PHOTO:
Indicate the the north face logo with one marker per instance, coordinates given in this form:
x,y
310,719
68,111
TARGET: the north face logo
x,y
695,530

========

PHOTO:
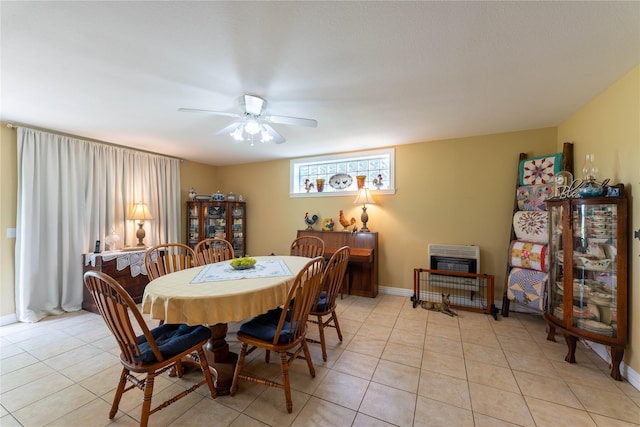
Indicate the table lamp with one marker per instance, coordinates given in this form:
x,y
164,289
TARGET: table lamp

========

» **Task description**
How many lines in the records above contain the word "logo"? Reply with the number alone.

» **Written answer**
2